TEXT EXTRACT:
1 files changed, 31 insertions, 16 deletions
diff --git a/clang/lib/Driver/ToolChains.cpp b/clang/lib/Driver/ToolChains.cpp
index b4a0c031416..d0477f7dd51 100644
--- a/clang/lib/Driver/ToolChains.cpp
+++ b/clang/lib/Driver/ToolChains.cpp
@@ -1791,22 +1791,32 @@ void Generic_GCC::CudaInstallationDetector::init(
           LibDeviceName.size(), FileName.find('.', LibDeviceName.size()));
       LibDeviceMap[GpuArch] = FilePath.str();
       // Insert map entries for specifc devices with this compute capability.
+      // NVCC's choice of libdevice library version is rather peculiar:
+      // http://docs.nvidia.com/cuda/libdevice-users-guide/basic-usage.html#version-selection
+      // TODO: this will need to be updated once CUDA-8 is released.
       if (GpuArch == "compute_20") {
         LibDeviceMap["sm_20"] = FilePath;
         LibDeviceMap["sm_21"] = FilePath;
+        LibDeviceMap["sm_32"] = FilePath;
       } else if (GpuArch == "compute_30") {
         LibDeviceMap["sm_30"] = FilePath;
-        LibDeviceMap["sm_32"] = FilePath;
-      } else if (GpuArch == "compute_35") {
-        LibDeviceMap["sm_35"] = FilePath;
-        LibDeviceMap["sm_37"] = FilePath;
-      } else if (GpuArch == "compute_50") {
+        // compute_30 is the fallback libdevice variant for sm_30+,
+        // unless CUDA specifies different version for specific GPU
+        // arch.
         LibDeviceMap["sm_50"] = FilePath;
         LibDeviceMap["sm_52"] = FilePath;
         LibDeviceMap["sm_53"] = FilePath;
+        // sm_6? are currently all aliases for sm_53 in LLVM and
+        // should use compute_30.
         LibDeviceMap["sm_60"] = FilePath;
         LibDeviceMap["sm_61"] = FilePath;
         LibDeviceMap["sm_62"] = FilePath;
+      } else if (GpuArch == "compute_35") {
+        LibDeviceMap["sm_35"] = FilePath;
+        LibDeviceMap["sm_37"] = FilePath;
+      } else if (GpuArch == "compute_50") {
+        // NVCC does not use compute_50 libdevice at all at the moment.
+        // The version that's shipped with CUDA-7.5 is a copy of compute_30.
       }
     }
 
@@ -4759,18 +4769,23 @@ CudaToolChain::addClangTargetOptions(const llvm::opt::ArgList &DriverArgs,
   if (DriverArgs.hasArg(options::OPT_nocudalib))

MATERIAL:
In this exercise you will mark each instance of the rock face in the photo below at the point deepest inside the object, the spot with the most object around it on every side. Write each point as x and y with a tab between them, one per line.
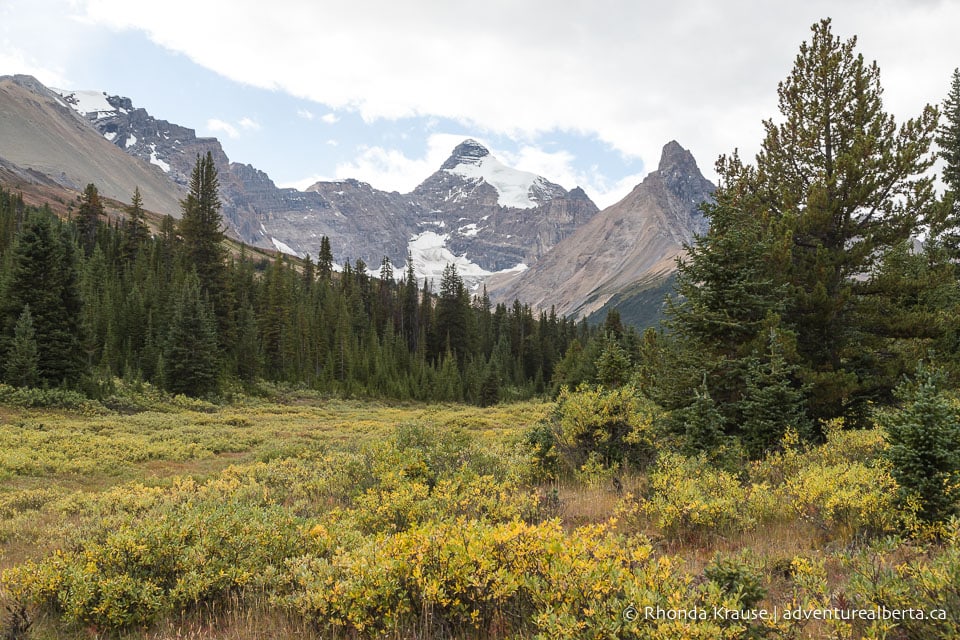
633	241
474	210
500	217
48	141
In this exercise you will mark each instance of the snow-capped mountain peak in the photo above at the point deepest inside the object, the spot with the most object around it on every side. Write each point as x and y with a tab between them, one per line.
87	103
515	188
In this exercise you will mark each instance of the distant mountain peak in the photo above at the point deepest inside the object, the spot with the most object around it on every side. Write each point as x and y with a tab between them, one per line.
674	157
467	152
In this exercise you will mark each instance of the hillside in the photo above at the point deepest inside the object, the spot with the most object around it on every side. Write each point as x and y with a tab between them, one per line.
634	241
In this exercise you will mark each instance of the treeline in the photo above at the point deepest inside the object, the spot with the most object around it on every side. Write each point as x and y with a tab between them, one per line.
83	301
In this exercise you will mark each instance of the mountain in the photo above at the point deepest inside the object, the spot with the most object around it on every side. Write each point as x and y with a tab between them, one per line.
44	141
630	247
474	211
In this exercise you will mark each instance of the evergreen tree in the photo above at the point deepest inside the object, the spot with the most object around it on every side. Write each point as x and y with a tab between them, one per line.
325	260
948	141
836	187
136	227
43	275
613	365
410	312
190	360
22	367
924	437
201	228
88	217
772	403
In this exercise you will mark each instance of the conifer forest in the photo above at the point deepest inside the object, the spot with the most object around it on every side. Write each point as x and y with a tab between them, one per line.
203	440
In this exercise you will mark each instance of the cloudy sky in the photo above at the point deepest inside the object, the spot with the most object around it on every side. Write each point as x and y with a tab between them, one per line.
584	93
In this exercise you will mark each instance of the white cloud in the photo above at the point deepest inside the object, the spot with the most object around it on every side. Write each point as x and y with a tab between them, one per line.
392	170
215	125
633	74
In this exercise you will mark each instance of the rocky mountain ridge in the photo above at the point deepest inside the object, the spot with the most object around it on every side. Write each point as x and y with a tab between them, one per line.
635	241
474	210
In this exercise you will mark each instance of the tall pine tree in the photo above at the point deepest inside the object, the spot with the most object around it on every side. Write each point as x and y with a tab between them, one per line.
837	186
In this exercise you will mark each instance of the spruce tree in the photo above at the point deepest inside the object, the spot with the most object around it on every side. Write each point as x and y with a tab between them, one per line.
88	217
43	275
190	359
851	185
201	229
325	260
924	438
837	185
22	366
136	231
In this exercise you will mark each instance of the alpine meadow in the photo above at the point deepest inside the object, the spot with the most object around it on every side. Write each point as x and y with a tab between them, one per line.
201	438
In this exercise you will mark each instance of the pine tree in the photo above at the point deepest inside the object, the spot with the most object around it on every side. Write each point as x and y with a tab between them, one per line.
325	260
136	227
201	228
43	275
22	367
454	317
852	186
190	359
88	217
410	312
924	438
836	187
772	402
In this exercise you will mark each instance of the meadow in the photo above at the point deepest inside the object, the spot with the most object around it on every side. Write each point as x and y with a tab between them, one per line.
148	516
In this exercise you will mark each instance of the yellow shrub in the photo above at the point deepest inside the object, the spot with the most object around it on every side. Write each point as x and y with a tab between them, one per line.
689	496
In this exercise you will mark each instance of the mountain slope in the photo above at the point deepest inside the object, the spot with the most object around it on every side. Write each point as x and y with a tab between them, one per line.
39	132
474	211
635	241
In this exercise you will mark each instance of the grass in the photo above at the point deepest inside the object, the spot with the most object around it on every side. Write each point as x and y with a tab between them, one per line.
67	474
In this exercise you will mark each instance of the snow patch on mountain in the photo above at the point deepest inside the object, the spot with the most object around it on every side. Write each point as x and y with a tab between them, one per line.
284	248
157	161
88	102
515	187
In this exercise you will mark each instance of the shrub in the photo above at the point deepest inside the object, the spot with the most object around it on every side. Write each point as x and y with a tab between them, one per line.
616	424
924	437
690	496
847	500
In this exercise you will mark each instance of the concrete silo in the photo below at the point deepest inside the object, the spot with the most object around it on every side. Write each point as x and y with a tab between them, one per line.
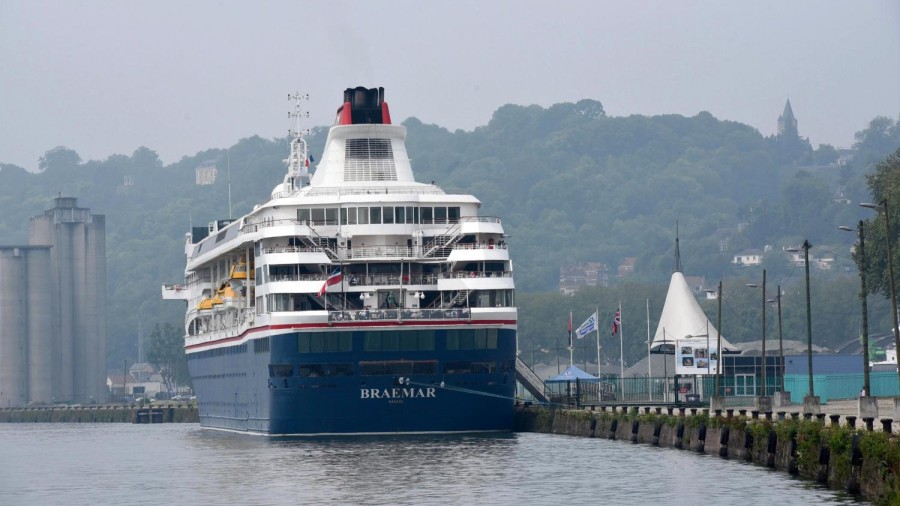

COMPLETE THE FOLLOWING:
A. Quote the ToolChains.cpp diff from "1 files changed, 31" to "CUDA-8 is released.".
B. According to a comment in the ToolChains.cpp diff, the compute_50 libdevice shipped with CUDA-7.5 is a copy of which variant?
The listing has no connection to the ToolChains.cpp diff.

ANSWERS BY TASK:
A.
1 files changed, 31 insertions, 16 deletions
diff --git a/clang/lib/Driver/ToolChains.cpp b/clang/lib/Driver/ToolChains.cpp
index b4a0c031416..d0477f7dd51 100644
--- a/clang/lib/Driver/ToolChains.cpp
+++ b/clang/lib/Driver/ToolChains.cpp
@@ -1791,22 +1791,32 @@ void Generic_GCC::CudaInstallationDetector::init(
           LibDeviceName.size(), FileName.find('.', LibDeviceName.size()));
       LibDeviceMap[GpuArch] = FilePath.str();
       // Insert map entries for specifc devices with this compute capability.
+      // NVCC's choice of libdevice library version is rather peculiar:
+      // http://docs.nvidia.com/cuda/libdevice-users-guide/basic-usage.html#version-selection
+      // TODO: this will need to be updated once CUDA-8 is released.

B. compute_30